* [TEXT UNDER STUDY]:
[Start of section]
Don L. Snow said that Wally started bowling around the age of 9. Swan's dad serviced pin ball machines and recalled Wally was "a master at pin ball, then to bowling." Swan bowled at Bakersfield Bowling Academy, Freddie's Top of the Hill, Westchester Lanes, Rodeway/Regency, East Hills and Southwest Lanes. He bowled with many local greats--Don Glover, Dale McVey, Bud Hannaman, Jim Trino, Gene McMahan, David McMahan, Glen Allison, Lee Patterson, Greg Knight, Leon Stroope, J.P. Martinez, Reny Menis, Sam Ayres, Roger Long, Randy Page, Diz Francisco, Julian Martinez, Darby Elsberry and both Don and Don Michael Snow, just to name a few!
His unorthodox/signature approach was he walked left and take a huge hop right when he released the ball which gave him the nick-name of "Wally Hop."
He entered every national, state and city tournament each year until he retired and won many scratch awards from bowling at these events.
[End of section]
* [DATASET CONTENT]:
[Start of section]
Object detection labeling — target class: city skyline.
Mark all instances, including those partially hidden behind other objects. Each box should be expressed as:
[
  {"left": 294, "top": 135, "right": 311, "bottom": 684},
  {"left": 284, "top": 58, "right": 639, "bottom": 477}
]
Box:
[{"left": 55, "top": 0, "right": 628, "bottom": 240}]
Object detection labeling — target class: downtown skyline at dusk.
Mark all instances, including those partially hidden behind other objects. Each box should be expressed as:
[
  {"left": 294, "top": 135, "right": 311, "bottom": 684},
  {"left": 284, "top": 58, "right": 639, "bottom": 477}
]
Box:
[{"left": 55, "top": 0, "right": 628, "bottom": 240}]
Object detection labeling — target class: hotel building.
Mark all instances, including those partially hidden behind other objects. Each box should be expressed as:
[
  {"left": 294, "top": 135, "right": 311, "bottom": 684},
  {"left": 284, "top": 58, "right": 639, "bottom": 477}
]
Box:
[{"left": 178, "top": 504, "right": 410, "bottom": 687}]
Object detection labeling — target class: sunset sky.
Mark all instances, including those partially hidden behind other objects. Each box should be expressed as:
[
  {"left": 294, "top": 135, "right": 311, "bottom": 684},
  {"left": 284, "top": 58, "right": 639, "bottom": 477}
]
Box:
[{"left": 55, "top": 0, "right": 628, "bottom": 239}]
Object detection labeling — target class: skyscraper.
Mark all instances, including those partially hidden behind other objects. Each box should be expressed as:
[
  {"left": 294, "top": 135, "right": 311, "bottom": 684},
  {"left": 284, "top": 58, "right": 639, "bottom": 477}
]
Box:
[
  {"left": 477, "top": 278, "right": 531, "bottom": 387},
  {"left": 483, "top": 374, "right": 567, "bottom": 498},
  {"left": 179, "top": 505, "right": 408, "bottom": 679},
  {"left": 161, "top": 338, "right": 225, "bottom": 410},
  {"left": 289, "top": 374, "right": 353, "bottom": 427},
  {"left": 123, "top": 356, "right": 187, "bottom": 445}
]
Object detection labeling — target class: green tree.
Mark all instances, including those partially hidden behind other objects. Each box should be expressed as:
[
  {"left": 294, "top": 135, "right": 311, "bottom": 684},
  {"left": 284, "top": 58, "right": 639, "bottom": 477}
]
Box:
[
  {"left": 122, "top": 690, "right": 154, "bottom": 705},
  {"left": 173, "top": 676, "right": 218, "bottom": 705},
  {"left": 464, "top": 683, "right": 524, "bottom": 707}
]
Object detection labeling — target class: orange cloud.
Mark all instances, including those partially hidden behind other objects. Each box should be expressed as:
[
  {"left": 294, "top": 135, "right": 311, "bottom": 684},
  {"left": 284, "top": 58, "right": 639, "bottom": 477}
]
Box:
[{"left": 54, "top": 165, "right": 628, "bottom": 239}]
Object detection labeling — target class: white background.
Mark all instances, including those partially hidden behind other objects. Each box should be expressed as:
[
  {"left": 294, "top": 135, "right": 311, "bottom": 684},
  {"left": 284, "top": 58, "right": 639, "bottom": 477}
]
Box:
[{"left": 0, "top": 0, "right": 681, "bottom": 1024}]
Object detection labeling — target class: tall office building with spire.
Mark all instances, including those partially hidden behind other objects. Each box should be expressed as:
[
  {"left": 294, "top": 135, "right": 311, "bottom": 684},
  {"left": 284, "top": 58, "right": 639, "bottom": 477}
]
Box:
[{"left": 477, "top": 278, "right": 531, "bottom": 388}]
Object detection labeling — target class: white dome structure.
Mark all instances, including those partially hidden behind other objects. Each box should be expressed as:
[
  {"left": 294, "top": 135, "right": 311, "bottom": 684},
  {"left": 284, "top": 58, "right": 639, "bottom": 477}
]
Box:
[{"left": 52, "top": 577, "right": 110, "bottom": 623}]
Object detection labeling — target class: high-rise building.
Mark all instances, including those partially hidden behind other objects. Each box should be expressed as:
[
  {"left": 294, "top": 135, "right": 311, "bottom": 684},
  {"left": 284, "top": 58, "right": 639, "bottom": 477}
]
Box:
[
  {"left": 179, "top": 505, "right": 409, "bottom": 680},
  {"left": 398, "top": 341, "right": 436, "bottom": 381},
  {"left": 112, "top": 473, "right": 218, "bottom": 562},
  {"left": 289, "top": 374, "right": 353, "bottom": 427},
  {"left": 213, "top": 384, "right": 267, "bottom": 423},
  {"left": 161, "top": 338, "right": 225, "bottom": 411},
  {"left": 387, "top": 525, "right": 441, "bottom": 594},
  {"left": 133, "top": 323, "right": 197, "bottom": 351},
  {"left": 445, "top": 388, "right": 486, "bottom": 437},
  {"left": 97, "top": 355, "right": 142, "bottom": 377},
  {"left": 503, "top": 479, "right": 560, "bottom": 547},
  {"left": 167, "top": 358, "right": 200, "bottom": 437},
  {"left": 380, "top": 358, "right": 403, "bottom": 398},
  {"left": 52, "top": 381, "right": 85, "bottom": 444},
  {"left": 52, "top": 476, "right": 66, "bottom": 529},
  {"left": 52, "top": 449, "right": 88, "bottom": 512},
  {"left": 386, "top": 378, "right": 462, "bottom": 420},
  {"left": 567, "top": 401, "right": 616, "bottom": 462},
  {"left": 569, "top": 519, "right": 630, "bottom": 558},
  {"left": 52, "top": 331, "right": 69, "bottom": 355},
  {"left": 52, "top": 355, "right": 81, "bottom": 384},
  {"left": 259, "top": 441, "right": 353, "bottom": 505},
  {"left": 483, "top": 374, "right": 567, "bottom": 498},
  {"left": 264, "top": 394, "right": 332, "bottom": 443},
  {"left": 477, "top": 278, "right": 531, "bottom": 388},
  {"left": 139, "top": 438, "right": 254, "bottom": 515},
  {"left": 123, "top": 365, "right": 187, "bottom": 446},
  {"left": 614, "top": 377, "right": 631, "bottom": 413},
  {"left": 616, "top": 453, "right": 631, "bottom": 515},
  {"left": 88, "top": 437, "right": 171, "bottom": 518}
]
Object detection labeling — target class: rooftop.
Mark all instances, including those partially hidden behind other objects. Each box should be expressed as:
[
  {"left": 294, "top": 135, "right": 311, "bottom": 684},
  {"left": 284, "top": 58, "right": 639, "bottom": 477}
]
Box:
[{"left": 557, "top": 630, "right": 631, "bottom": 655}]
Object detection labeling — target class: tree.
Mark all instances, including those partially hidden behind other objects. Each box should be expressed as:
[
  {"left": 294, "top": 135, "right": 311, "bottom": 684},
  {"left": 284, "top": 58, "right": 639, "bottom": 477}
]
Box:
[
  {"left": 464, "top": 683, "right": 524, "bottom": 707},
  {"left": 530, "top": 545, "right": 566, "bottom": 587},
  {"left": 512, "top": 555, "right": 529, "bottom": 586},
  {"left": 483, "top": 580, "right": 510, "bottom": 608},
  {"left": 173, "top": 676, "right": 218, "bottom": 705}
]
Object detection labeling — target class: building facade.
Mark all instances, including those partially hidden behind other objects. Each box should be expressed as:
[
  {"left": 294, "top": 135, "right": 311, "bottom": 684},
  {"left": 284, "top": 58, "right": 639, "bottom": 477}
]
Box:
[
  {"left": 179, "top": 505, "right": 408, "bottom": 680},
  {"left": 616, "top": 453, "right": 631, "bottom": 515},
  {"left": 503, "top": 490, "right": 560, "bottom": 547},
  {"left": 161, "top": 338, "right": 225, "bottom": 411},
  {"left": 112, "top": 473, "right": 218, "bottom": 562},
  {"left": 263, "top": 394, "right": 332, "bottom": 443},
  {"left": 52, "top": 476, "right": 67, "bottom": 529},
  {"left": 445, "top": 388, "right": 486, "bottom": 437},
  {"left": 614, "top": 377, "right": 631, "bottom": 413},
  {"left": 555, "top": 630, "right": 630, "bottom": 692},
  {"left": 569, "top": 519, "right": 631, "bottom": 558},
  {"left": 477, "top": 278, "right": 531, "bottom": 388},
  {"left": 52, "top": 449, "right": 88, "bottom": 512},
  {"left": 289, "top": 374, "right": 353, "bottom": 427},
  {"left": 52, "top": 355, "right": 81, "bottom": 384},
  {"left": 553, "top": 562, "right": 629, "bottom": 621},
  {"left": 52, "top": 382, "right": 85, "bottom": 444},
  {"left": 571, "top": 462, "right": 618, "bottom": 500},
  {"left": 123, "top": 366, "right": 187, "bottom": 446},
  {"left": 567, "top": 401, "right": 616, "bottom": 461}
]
[End of section]
* [WHAT YOU SHOULD DO]: Please translate this sentence from the text about Wally Swan's bowling into Spanish: "He entered every national, state and city tournament each year until he retired and won many scratch awards from bowling at these events."

* [ANSWER]: Participó en todos los torneos nacionales, estatales y municipales cada año hasta que se retiró, y ganó muchos premios scratch jugando a los bolos en esos eventos.